INSTRUCTIONS FOR THE TASK:
Select every line of the records below that contains the word "aircraft", and copy each one, treating uppercase and lowercase letters as distinct.

DATASET ROWS:
====
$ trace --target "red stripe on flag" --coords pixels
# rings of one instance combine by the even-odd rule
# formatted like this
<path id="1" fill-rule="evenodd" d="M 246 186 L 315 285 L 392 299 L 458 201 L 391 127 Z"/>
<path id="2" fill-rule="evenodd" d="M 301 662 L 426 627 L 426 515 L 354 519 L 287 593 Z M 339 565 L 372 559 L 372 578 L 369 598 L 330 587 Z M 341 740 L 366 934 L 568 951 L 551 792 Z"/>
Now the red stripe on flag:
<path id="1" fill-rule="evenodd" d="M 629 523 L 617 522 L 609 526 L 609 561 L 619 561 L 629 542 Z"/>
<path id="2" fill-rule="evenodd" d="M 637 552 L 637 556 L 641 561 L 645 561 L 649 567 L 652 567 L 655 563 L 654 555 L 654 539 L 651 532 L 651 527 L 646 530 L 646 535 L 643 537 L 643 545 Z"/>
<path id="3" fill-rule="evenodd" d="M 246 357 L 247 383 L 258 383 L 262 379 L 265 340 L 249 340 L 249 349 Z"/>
====
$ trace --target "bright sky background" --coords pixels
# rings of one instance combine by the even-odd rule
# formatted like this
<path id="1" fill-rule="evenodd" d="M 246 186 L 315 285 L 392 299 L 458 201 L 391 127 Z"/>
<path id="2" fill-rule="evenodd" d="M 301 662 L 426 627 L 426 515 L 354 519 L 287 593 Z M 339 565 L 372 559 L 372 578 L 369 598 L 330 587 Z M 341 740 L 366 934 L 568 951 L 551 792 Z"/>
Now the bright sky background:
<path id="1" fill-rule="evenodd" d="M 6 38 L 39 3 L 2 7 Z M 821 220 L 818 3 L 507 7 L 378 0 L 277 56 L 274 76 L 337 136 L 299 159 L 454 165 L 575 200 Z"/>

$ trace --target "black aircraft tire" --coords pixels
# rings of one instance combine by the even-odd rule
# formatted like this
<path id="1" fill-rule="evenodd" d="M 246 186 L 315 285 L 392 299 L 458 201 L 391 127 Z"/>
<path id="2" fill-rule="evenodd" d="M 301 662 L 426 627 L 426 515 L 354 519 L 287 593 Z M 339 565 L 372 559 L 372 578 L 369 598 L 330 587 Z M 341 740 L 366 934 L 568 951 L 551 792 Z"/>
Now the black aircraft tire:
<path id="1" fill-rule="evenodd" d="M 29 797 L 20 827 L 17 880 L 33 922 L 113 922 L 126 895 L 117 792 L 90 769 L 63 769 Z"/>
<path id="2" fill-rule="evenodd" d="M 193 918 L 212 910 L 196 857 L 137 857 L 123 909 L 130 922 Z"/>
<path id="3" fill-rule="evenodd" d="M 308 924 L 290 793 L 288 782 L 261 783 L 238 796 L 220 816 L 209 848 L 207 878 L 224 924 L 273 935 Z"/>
====
RESPONSE TO THE TASK:
$ trace --target "black aircraft tire" --coords pixels
Now the black aircraft tire:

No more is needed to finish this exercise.